§ **List of tasks**
1. Condense the paragraph starting "Self-improving multi-agent development system" from the Autonomous Dev System page into a short bulleted list that keeps its main facts.
2. Write the next part of the Autonomous Dev System page, starting under its final heading, "Run via Claude Code (recommended)".

§ **Document segment**
⁂
Autonomous Dev System

Self-improving multi-agent development system built on Claude Agent SDK. Give it an idea — it designs, builds, tests, and deploys autonomously, then optimizes its own agent prompts via hill-climbing.

How It Works

The system runs your project through a phased lifecycle, each handled by specialized AI agents:

idea → ideation → specification → architecture → environment-setup
    → development → testing → review → deployment → A/B testing → monitoring

Key features:

Phase-based orchestration — each phase produces artifacts consumed by the next
Dynamic agent factory — creates domain-specific agents on the fly (e.g., a "quant researcher" for fintech projects)
Stack auto-discovery — detects your tech stack and configures LSP servers, MCP servers, and Claude Code plugins automatically
Self-improvement engine — benchmarks agent performance and evolves prompts via mutation + hill-climbing optimization
Git worktree sandbox — evaluates mutations in isolated worktrees so your working directory stays clean
Checkpoint recovery — state persisted to disk after each phase, resume any time

Quickstart

Prerequisites

Node.js 20+
Claude Code subscription (Pro, Max, or Team) — the system uses @anthropic-ai/claude-agent-sdk which runs through Claude Code's authentication, no separate API key needed

Install

git clone https://github.com/aerbaser/autonomous-dev-system.git
cd autonomous-dev-system
npm install
npm run build

Run via Claude Code (recommended)
⁂
§ **Dataset excerpts**
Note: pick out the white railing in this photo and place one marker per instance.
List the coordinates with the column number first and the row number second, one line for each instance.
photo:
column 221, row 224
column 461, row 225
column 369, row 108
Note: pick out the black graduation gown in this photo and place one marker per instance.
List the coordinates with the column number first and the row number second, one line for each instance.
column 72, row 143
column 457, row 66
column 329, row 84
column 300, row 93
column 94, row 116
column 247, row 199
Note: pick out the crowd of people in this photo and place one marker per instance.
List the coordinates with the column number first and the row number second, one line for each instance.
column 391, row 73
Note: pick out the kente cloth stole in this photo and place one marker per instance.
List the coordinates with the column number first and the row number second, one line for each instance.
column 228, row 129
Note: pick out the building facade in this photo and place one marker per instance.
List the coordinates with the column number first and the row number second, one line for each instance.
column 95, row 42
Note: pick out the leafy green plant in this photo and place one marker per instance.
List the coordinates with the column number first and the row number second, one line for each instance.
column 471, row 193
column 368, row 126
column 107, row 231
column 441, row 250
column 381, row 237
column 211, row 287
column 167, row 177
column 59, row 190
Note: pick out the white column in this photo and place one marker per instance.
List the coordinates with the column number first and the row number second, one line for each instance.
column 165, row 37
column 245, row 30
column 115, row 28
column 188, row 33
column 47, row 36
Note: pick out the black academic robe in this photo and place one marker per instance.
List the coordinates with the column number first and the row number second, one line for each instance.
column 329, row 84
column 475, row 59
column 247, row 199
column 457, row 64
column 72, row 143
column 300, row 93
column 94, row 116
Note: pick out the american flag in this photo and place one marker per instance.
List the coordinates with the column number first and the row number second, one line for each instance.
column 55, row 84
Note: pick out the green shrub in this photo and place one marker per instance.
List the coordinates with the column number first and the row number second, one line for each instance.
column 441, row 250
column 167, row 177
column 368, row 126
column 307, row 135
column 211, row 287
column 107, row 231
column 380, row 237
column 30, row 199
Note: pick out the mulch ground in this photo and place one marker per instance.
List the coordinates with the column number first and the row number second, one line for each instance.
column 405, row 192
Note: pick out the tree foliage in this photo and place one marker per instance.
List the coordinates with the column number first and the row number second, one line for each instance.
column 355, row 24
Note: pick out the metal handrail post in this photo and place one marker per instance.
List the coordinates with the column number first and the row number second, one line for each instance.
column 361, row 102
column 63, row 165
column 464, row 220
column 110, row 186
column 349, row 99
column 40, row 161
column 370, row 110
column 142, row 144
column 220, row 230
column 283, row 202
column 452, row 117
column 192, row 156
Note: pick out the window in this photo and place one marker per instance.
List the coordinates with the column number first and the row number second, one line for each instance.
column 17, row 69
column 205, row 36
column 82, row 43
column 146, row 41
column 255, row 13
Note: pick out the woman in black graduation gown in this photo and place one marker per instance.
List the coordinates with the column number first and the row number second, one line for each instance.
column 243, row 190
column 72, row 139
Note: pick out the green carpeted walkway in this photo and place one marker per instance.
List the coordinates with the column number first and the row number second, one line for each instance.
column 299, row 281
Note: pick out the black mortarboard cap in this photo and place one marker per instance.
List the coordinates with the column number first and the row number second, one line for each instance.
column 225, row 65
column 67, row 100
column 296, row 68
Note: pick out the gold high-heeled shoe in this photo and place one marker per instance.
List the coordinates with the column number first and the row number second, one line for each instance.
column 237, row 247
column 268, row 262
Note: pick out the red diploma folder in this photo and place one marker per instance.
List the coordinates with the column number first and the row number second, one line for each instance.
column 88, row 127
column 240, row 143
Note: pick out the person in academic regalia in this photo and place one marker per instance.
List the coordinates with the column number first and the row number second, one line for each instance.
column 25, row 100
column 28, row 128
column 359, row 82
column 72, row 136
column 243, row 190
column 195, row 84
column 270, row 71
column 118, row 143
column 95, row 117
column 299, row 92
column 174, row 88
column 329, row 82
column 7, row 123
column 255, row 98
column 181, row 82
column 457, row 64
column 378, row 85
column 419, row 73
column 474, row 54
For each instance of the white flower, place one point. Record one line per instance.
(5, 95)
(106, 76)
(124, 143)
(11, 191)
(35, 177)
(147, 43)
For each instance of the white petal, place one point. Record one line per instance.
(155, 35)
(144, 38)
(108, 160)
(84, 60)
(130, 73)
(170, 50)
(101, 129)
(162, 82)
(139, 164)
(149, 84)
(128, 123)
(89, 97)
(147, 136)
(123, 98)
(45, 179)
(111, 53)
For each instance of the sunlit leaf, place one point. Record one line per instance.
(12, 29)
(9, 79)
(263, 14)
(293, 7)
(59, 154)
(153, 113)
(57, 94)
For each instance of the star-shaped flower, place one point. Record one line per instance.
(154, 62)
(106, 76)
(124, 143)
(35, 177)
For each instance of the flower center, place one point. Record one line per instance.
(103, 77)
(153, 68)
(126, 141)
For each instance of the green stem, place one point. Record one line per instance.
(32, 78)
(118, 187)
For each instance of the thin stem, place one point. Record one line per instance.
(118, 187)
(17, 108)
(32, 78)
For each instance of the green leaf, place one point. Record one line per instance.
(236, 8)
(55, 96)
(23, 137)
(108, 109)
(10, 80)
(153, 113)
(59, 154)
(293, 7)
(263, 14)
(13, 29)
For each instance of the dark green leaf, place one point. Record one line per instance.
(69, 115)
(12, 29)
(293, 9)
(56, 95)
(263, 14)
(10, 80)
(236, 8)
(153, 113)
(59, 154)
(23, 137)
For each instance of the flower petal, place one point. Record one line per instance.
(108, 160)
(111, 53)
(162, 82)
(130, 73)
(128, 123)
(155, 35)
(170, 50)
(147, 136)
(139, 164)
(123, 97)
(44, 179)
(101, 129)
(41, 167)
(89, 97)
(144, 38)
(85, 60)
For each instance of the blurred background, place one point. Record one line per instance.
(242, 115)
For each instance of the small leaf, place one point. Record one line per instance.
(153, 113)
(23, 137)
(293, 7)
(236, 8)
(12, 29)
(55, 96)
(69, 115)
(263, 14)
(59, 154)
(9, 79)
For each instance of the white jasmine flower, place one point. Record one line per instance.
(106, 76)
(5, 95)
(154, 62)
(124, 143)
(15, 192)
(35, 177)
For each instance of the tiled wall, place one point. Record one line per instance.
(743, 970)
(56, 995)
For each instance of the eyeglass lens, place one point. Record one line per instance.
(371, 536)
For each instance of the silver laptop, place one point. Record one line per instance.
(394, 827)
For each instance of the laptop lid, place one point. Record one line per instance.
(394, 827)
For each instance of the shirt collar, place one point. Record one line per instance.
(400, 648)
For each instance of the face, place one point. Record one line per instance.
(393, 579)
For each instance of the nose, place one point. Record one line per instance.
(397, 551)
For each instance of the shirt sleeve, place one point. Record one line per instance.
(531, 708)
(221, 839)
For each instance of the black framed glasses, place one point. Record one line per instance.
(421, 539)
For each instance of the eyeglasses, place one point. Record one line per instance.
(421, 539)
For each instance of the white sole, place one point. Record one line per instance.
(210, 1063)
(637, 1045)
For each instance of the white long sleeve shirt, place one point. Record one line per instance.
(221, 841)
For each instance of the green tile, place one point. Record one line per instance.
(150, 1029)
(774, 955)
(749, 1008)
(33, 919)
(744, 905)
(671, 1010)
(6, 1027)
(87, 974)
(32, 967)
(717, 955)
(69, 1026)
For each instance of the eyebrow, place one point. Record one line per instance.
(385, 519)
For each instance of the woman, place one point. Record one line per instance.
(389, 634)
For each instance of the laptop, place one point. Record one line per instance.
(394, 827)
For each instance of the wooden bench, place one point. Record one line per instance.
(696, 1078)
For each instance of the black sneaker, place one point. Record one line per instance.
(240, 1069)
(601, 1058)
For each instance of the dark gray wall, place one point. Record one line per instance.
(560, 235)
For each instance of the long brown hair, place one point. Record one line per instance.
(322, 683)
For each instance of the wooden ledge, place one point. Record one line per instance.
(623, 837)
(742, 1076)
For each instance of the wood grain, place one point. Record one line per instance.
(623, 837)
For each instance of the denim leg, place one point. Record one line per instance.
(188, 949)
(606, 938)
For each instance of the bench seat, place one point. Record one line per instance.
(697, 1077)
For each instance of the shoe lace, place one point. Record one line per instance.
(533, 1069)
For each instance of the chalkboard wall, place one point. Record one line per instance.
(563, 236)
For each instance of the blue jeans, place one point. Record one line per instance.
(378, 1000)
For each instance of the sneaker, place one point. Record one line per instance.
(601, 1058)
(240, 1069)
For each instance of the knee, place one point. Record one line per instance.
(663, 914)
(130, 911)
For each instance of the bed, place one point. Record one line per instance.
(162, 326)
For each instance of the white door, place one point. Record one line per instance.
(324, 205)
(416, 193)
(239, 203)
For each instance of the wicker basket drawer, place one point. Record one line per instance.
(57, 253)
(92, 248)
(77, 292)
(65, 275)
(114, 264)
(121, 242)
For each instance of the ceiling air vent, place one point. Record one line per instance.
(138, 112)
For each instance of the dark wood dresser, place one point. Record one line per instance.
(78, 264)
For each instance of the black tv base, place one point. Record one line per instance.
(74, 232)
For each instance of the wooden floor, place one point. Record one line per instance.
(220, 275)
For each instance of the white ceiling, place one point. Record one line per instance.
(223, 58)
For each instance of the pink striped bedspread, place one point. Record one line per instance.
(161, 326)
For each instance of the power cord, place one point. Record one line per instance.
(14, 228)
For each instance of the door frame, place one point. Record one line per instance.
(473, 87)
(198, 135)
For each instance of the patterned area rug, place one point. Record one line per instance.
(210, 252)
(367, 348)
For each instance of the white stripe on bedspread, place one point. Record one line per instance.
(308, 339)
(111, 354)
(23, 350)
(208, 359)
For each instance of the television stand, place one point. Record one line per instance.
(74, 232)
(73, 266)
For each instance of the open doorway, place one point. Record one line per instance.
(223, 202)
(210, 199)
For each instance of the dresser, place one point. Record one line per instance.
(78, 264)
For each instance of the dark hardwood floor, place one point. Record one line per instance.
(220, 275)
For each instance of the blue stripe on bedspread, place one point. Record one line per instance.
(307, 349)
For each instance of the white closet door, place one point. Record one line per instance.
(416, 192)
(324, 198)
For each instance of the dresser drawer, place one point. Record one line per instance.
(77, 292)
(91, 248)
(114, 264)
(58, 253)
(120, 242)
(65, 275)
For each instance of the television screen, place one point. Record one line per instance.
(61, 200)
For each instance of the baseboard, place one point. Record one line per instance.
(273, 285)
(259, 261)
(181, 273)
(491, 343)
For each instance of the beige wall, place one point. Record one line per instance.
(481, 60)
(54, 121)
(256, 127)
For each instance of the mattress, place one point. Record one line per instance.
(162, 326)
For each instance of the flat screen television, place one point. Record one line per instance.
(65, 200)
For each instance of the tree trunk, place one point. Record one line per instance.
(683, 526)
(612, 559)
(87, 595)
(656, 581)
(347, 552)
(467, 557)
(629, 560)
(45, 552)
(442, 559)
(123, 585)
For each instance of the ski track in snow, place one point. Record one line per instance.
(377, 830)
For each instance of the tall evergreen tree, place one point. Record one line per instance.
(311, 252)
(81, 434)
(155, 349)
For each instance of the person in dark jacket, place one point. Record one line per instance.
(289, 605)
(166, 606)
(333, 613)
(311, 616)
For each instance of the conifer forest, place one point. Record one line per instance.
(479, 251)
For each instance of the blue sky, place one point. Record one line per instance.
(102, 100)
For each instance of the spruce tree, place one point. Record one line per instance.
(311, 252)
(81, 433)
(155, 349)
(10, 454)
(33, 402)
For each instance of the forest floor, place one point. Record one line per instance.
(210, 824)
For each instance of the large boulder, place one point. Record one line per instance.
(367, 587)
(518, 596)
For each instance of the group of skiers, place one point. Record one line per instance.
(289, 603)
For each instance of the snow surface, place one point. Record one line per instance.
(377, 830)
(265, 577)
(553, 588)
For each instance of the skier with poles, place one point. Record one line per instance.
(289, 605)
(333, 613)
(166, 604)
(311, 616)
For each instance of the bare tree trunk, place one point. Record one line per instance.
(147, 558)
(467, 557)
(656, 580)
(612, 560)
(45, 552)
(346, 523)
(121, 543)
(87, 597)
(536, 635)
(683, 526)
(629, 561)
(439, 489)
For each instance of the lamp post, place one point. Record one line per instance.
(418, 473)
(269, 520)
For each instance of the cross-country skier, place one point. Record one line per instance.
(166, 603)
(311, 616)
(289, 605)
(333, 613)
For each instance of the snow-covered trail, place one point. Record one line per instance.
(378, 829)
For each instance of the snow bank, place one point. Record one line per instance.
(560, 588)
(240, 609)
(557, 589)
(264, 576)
⁂
§ **Responses**
1.
- Self-improving multi-agent development system built on Claude Agent SDK
- Takes an idea and autonomously designs, builds, tests, and deploys it
- Afterward optimizes its own agent prompts via hill-climbing

2.
The system is designed to run inside Claude Code. Open the project directory in Claude Code and ask it to start development:

# Open the project in Claude Code
cd autonomous-dev-system
claude

# Then in Claude Code, say:
# "Run autonomous-dev with idea: Build a real-time collaborative todo app"

Or run directly — Claude Code's SDK handles auth automatically when invoked within its context:

npx autonomous-dev run --idea "Build a real-time collaborative todo app with WebSocket sync"

# Check project status
npx autonomous-dev status

# Resume a previously started project (auto-detects state)
npx autonomous-dev run --idea "..." 

# Run a specific phase
npx autonomous-dev phase --name testing

# Run self-improvement optimization
npx autonomous-dev optimize --max-iterations 10

Development mode (no build step)

# Uses tsx for direct TypeScript execution
npm run dev -- run --idea "Build a CLI tool for managing bookmarks"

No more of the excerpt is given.